» **RECORDS FOR THE TASK**
▬▬▬▬▬▬▬▬▬▬
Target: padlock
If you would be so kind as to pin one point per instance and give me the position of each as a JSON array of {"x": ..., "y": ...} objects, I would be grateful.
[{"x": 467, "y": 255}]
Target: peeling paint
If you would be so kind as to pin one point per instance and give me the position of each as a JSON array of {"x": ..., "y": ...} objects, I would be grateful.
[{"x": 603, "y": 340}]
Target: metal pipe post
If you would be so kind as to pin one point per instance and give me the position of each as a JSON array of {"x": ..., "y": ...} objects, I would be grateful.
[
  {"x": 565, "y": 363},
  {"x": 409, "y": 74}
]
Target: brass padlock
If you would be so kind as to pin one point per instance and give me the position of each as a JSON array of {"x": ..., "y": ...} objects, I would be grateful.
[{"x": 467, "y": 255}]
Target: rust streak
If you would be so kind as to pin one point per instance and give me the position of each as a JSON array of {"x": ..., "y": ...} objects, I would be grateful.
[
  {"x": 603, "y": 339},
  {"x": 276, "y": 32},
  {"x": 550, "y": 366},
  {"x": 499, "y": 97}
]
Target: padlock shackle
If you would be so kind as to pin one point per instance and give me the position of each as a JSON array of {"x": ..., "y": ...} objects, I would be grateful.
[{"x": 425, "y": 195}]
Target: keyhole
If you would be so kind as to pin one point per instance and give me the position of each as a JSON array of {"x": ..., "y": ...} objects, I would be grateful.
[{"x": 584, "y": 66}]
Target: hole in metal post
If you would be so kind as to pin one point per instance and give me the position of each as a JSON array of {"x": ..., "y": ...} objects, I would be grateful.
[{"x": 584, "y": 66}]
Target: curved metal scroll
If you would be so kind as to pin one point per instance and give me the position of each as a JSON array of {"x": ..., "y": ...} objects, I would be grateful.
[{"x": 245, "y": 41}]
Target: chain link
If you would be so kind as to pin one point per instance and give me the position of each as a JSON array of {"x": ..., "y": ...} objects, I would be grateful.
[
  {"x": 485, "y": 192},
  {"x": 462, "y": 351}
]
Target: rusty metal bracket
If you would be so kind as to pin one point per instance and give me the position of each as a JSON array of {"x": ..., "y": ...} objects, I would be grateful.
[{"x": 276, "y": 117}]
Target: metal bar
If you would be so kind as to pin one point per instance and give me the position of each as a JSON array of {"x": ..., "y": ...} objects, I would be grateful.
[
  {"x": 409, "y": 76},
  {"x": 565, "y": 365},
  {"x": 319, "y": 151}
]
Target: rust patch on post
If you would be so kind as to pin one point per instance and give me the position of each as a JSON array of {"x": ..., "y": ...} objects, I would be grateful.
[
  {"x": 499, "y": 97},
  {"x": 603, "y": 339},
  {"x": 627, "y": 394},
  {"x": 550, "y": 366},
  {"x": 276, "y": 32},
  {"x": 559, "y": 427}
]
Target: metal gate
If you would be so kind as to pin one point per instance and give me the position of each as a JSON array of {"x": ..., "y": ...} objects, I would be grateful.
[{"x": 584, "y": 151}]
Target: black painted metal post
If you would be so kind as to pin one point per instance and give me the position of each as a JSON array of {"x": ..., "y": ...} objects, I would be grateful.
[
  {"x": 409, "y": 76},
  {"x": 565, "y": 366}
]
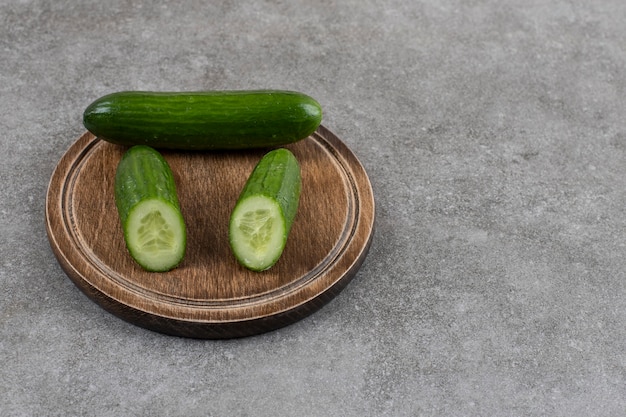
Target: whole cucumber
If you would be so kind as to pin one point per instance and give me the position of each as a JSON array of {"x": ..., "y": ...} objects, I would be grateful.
[{"x": 206, "y": 120}]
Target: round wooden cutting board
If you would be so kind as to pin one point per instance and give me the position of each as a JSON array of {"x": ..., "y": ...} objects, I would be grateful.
[{"x": 210, "y": 295}]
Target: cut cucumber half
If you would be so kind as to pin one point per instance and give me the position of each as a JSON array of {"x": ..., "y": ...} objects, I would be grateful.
[
  {"x": 147, "y": 203},
  {"x": 265, "y": 211},
  {"x": 154, "y": 235}
]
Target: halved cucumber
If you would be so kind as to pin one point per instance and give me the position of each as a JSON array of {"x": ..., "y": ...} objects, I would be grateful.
[
  {"x": 265, "y": 211},
  {"x": 147, "y": 203}
]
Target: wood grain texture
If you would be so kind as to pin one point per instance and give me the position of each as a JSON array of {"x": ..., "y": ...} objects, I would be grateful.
[{"x": 210, "y": 295}]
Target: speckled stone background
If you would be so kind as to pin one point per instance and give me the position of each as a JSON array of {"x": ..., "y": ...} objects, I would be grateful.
[{"x": 494, "y": 135}]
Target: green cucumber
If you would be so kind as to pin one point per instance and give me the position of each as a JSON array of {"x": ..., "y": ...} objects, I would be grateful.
[
  {"x": 147, "y": 204},
  {"x": 207, "y": 120},
  {"x": 265, "y": 210}
]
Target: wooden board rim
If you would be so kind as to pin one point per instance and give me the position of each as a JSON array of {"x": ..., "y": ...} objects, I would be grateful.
[{"x": 171, "y": 314}]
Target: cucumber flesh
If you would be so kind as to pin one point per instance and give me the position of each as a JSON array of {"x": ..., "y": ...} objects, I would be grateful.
[
  {"x": 147, "y": 204},
  {"x": 258, "y": 232},
  {"x": 155, "y": 235},
  {"x": 264, "y": 213}
]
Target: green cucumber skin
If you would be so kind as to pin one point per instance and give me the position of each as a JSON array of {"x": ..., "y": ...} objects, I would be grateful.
[
  {"x": 142, "y": 174},
  {"x": 277, "y": 176},
  {"x": 205, "y": 120}
]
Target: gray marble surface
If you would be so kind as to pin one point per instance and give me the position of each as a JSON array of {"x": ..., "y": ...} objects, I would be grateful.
[{"x": 494, "y": 135}]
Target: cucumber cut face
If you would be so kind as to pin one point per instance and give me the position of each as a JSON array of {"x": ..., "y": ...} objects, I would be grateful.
▬▬▬▬▬▬▬▬▬▬
» **EXERCISE TASK**
Every entry above is to be set down exactly; the pictures are to be left out.

» **CORRECT ANSWER**
Target: padlock
If you would be so kind as to pin one point per instance and give me the position of each as a JSON array of {"x": ..., "y": ...} objects, I would be grateful.
[{"x": 467, "y": 255}]
Target: peeling paint
If you would be so kind as to pin one point per instance and give me the position of each as a JSON array of {"x": ..., "y": ...} objects, I would be grateful.
[{"x": 603, "y": 340}]
Target: metal pipe post
If you would be so kind as to pin one point per instance and give me the position of each as a JSON array of {"x": ..., "y": ...} objects, I would be grateful.
[
  {"x": 565, "y": 363},
  {"x": 409, "y": 74}
]
Target: brass padlock
If you would be so kind as to pin one point per instance and give me the position of each as a JSON array of {"x": ..., "y": ...} objects, I would be grateful.
[{"x": 467, "y": 255}]
Target: rust streak
If you would be so kind as to pin one point per instance and give me the position of each as a JSON array of {"x": ..., "y": ...} objects, I would be grateful.
[
  {"x": 603, "y": 339},
  {"x": 276, "y": 32},
  {"x": 550, "y": 366},
  {"x": 499, "y": 97}
]
Target: padlock shackle
If you would be so kind as to pin one point per instance and give me the position of each as a JSON array of {"x": ..., "y": ...} objects, I would be grateful.
[{"x": 425, "y": 195}]
Target: keyhole
If you would be so kind as to pin one point per instance and give me the position of each as a JSON array of {"x": ..., "y": ...} objects, I would be grateful.
[{"x": 584, "y": 66}]
Target: hole in metal post
If you would be so kind as to pin one point per instance and give me the position of each as a JSON array of {"x": ..., "y": ...} objects, I would be grateful.
[{"x": 584, "y": 66}]
Target: curved metal scroll
If you would be so kind as to pin one point per instance and give me the position of each as a JSON array of {"x": ..., "y": ...} objects, I would be grateful.
[{"x": 245, "y": 41}]
Target: chain link
If you would be so kind as to pin one point per instance and give me the position of each as a JSON array of {"x": ..., "y": ...} objects, I would be grateful.
[
  {"x": 485, "y": 192},
  {"x": 462, "y": 351}
]
Target: rusty metal bracket
If you would be so kind as to pin one point per instance and give me the position of each as a JSON array of {"x": ..., "y": ...} objects, I would be grateful.
[{"x": 276, "y": 117}]
Target: metal bar
If you would be so kind as to pin one point per instance and give me the position of each as a JSON array of {"x": ..., "y": ...} objects, I would be grateful.
[
  {"x": 409, "y": 76},
  {"x": 565, "y": 365},
  {"x": 319, "y": 151}
]
Target: rust patch on post
If you would be so kind as to pin one point per instance and give me the position of each as a JSON array of {"x": ..., "y": ...} objects, I would be grateful.
[
  {"x": 499, "y": 97},
  {"x": 603, "y": 339},
  {"x": 627, "y": 394},
  {"x": 550, "y": 366},
  {"x": 276, "y": 32},
  {"x": 559, "y": 427}
]
Target: metal gate
If you would be so kind as to pin one point per instance and give me the position of each as a JSON array of {"x": ..., "y": ...} objects, I would be grateful.
[{"x": 584, "y": 151}]
Target: black painted metal post
If you would be so kind as to pin one point per instance and give me the position of each as a JSON array of {"x": ..., "y": ...} objects, I would be grateful.
[
  {"x": 409, "y": 76},
  {"x": 565, "y": 366}
]
Target: whole cucumber
If you would be so kind as to pin one point per instance and give me the position of each as a JSON array of {"x": ..., "y": ...} objects, I would be grateful.
[{"x": 206, "y": 120}]
Target: round wooden cutting board
If you would be so kind as to pin one point per instance and give me the position of each as a JSON array of {"x": ..., "y": ...} objects, I would be grateful.
[{"x": 210, "y": 295}]
Target: cut cucumber half
If you would be so kind as to pin one point per instance and give me the position of each as a JSON array of {"x": ..., "y": ...} objects, I would be grateful.
[
  {"x": 147, "y": 203},
  {"x": 265, "y": 211},
  {"x": 154, "y": 235}
]
Target: halved cucumber
If you would be so kind as to pin one point per instance and give me the position of each as a JSON array of {"x": ..., "y": ...} objects, I would be grateful.
[
  {"x": 265, "y": 211},
  {"x": 147, "y": 203}
]
Target: wood grain texture
If you would be so kind as to pin one point per instance and give me the position of each as a JSON array of {"x": ..., "y": ...} objects, I would be grateful.
[{"x": 210, "y": 295}]
Target: speckled stone background
If you would be so kind as to pin one point per instance and give me the position of each as a JSON array of {"x": ..., "y": ...} objects, I would be grateful.
[{"x": 494, "y": 135}]
Target: green cucumber
If you would be so kind as to pin one point per instance and give me the position of each as a JSON array of {"x": ..., "y": ...} objects, I would be grateful.
[
  {"x": 147, "y": 204},
  {"x": 207, "y": 120},
  {"x": 265, "y": 210}
]
Target: wooden board rim
If you would be so kind as to pin one point per instance and give me the position of each as a JSON array of {"x": ..., "y": ...} objects, I would be grateful.
[{"x": 171, "y": 314}]
Target: cucumber flesh
If you would be so kind as to pin one point per instance and give me the position of each as a JSON array of {"x": ..., "y": ...} objects, I would be grateful.
[
  {"x": 147, "y": 204},
  {"x": 258, "y": 232},
  {"x": 155, "y": 235},
  {"x": 264, "y": 213}
]
Target: green cucumber skin
If you would be so kind as to pin one point per instance and give me the position of each as a JSON array of {"x": ..., "y": ...} objects, I would be grateful.
[
  {"x": 142, "y": 174},
  {"x": 277, "y": 176},
  {"x": 205, "y": 120}
]
Target: gray marble surface
If you would be so kind as to pin one point per instance and give me the position of each as a JSON array of {"x": ..., "y": ...} objects, I would be grateful.
[{"x": 494, "y": 135}]
Target: cucumber cut face
If you would be so kind as to pin one point per instance and give me the position of each as a JSON array of {"x": ..., "y": ...} objects, I would be grateful.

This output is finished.